Exercise requirements — Convert every line of the listing below into a JSON list of strings, with one string per line and no entries for blank lines. Leave the picture out of the list.

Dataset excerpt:
• • • • • • •

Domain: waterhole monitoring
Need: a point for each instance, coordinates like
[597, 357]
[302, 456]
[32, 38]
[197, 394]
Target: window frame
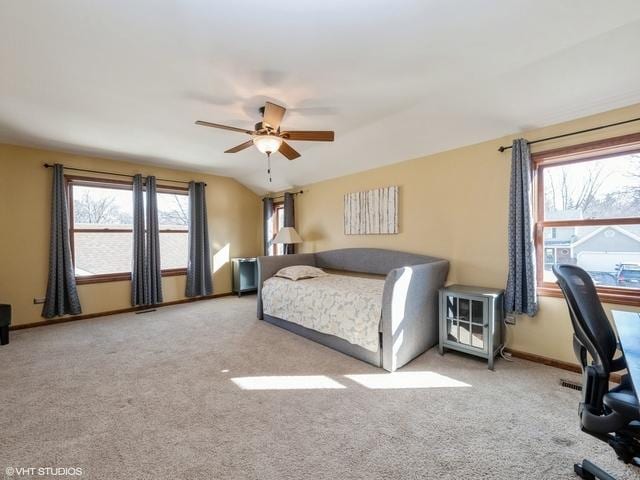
[275, 224]
[597, 150]
[75, 180]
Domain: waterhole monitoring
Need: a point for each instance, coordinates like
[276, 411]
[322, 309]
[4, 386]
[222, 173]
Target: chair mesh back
[590, 323]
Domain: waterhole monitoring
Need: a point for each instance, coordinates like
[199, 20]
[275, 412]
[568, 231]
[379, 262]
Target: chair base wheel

• • • • • • •

Correct output —
[
  "Domain: waterhole monitoring",
  "Need: a point for each instance, coordinates like",
  "[597, 357]",
  "[302, 456]",
  "[32, 38]",
  "[197, 394]",
  "Target: window frame",
  "[275, 224]",
  "[597, 150]",
  "[75, 180]",
  "Domain: waterhole monitoring",
  "Need: a point for each instance, coordinates like",
  "[276, 411]",
  "[322, 309]",
  "[4, 386]",
  "[222, 173]",
  "Target: chair mesh back",
  "[590, 323]",
  "Domain: waterhole monitoring",
  "Need: a point for each instance, coordinates like",
  "[199, 20]",
  "[275, 412]",
  "[568, 231]",
  "[379, 262]",
  "Target: chair base wheel"
]